For a while between ’98 and 2000 I was doing a regular feature for a glossy high quality mystery fiction magazine. This was a short lived publication put out by a long established women’s interest magazine, similar to the kind of work I had been providing for my other pulp digest, but with better rates and color assignments. Oddly enough these projects took place neatly between the short hiaitus that the other ‘mystery digest’ client put me on (not sure what happened, but work dried up for a while from this long time client, but then resumed to a more regular schedule starting around this year). These assignments were for a regular feature where they discussed trademark mystery characters from a variety of established authors. I was asked to concentrate more on the character’s quirks, environment and window dressings, but to try and avoid showing much of their faces. This was the 2nd or 3rd batch of these ‘character portraits’ that I did for this client. These were fun and challenging, and I’m sorry that the magazine didn’t last longer than it did.
I had a caricature assignment this month from a new client, an east coast college mouthpiece magazine. I approached this one a little differently than my usual style, and I was quite happy with how it turned out. Haven’t had much chance to go back to this style since, though.
I had a couple assignments this month from my children’s consumer magazine client. I dont’ remember what the deal was with these two illustrations, but I’m sure they were connected with some sort of ‘puzzle’ in each case. I had a lot of fun with the ‘faux product designs’ below, it took me back to my youth, collecting and studying the artwork on ‘wacky packages’.
The ‘globe’ illustration above was for a local religious organization’s monthly magazine, and the illustration below was another in a series of ‘recipe’ articles that I contributed to for a while for my east coast newspaper client.
I had another textbook project this month from an east coast publisher. These were a series of black and white scratchboard illustrations on a variety of subjects. I had the impression that I was only one of several illustrators working on this book project. I had another batch of similar illustrations for the same client the month before. Some were of a nautical nature, and there were a few that had to do with space travel, and archaology, and there were a series of illustrations about a young boy from an aleutian fishing village. I had a little more time with this project than I normally do with a lot of my ‘same day’ work, so a lot of them came out quite nice.
It was with this project that I really started using the ‘scratchboard rake’ tool in my Painter software, mostly as a way of putting down ‘grey areas’ in the background that I could sculpt into clouds or fog shrouded mountains or whatever the illustration called for. This would become a tool that I would lean on heavier and heavier as the years went by, and would find new and interesting ways to put it to use. For those not familiar with the ‘rake’, it is a tool that allows you to draw several parallel lines in scratchboard at the same time, and if you keep them fairly straight, you can copy and past a number of them together to give yourself a ‘grey field’ that you can then go back into with a white tool and manipulate in a manner of ways. Sometimes it takes a bit more forethought and planning ahead of time but it makes for a much cleaner image and is worth the trouble.

Data excerpts:
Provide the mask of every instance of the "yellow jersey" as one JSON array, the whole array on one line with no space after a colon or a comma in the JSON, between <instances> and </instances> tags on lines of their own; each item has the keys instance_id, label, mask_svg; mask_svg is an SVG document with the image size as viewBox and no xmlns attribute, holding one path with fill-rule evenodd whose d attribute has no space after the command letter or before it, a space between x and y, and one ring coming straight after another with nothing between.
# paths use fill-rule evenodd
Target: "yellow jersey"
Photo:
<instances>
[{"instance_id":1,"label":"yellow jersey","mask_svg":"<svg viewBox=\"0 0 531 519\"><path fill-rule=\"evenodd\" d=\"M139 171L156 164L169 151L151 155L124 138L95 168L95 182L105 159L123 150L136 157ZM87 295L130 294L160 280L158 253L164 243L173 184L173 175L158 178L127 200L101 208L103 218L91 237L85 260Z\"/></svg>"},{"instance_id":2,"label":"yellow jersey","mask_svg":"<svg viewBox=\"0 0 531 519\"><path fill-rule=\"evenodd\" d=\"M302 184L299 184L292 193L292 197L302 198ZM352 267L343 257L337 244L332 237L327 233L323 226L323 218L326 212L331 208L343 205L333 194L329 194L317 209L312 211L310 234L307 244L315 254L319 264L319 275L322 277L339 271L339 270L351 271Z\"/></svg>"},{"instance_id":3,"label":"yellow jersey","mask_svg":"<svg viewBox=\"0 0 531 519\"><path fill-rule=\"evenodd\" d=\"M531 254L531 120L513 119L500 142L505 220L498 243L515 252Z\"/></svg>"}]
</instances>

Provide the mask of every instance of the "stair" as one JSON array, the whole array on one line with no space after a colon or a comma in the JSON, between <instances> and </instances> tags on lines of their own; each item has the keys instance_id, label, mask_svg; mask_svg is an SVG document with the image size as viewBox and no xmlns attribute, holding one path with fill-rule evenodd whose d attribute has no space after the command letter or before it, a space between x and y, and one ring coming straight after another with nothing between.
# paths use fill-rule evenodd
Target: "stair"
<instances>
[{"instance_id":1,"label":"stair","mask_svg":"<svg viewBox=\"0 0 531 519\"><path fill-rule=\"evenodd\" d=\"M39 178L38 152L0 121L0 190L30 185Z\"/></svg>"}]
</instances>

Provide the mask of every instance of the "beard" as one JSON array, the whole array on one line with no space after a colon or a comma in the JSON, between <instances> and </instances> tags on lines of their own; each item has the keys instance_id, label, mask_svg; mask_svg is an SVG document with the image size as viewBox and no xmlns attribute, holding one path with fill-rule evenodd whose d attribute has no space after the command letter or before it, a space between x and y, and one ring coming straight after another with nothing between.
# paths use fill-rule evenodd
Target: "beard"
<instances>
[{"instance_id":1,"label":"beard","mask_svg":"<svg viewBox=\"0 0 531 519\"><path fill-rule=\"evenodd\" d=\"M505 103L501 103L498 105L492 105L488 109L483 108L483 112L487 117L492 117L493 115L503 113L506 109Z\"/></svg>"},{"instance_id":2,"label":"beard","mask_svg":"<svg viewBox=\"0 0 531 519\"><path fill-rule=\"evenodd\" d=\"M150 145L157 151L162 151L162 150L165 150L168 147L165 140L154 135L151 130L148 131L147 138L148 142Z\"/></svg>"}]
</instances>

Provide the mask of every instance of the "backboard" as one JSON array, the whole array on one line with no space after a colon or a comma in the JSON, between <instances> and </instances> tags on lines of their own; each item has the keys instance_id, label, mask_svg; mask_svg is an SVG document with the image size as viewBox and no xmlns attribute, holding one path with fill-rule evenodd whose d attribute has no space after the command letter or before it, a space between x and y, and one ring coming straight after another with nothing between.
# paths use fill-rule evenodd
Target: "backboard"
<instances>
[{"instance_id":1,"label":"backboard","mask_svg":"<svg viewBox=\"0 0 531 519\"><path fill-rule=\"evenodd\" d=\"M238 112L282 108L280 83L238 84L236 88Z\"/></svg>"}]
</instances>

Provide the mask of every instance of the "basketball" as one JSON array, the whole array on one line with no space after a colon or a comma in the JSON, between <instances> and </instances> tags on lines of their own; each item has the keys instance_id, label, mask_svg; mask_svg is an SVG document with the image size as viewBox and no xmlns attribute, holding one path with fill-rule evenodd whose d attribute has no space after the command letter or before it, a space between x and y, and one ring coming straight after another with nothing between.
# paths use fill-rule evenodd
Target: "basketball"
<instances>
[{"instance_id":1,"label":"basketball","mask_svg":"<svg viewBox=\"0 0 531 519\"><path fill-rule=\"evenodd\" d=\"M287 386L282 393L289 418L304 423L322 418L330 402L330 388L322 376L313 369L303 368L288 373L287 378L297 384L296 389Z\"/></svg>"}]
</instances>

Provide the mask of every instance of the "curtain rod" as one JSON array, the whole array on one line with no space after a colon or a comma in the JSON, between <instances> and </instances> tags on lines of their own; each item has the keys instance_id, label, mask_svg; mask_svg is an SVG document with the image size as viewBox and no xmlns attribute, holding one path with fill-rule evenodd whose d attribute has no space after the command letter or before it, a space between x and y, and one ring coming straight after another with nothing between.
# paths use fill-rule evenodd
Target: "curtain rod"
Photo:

Tasks to complete:
a – In the account of illustration assignments above, list every client the writer describes in the paragraphs that begin "I had a caricature assignment" through "I had another textbook project".
b – Continue the account of illustration assignments above, picking up after its final sentence.

Your responses:
a –
- An east coast college mouthpiece magazine
- A children's consumer magazine client
- A local religious organization's monthly magazine
- An east coast newspaper client
- An east coast textbook publisher

b –
One of the wonderful things about a multi-image project like this with a consistent style, is that it gives you invaluable experience at working on your techniques. I think I learned more new things about scratchboard with these two book projects than I had in years of day to day work. You’ll see lots of these new techniques and tricks popping up in everyday projects in the months and years to come.
The above illustration was for my national newspaper client, as was the ‘zen investor’ illustration below. I had a rare reprint request (rare at this time anyway, outside of my usual arrangement with a stock art syndicate I was involved with) for the above illustration, and was my first experience with setting my own prices for reprints.
Also, this month, I got involved with designing some toy blocks for a local toy manufacturer. The idea for this product, was a series of square wooden blocks, with designed printed on them (like the sampling above), based on the ‘three little pigs’ story. Some would be plain brick patterns, some would have doors, some would have windows, some would be ‘made of sticks’, ‘straw’ etc, some would have the pigs on them, some would have a wolf. I suppose the kid would build a ‘house’ and then could huff and puff and knock it down. I’m not sure if this toy ever really ‘took off’, as well as some of their other product lines that I was involved with.
I had a rare black and white full page assignment for my midwest lawyer magazine client (usually these assignments are in color).
To the left was a rather simple spot illustration for my educational publication client, something to do with DNA or the human genome project, no doubt.
Below was a ‘same day’ illustration for my east coast newspaper client. This one having to do with book editing I think.
And finally, a black and white cartoon assignment through my agent, for a michigan regional parenting publication. (pictured below)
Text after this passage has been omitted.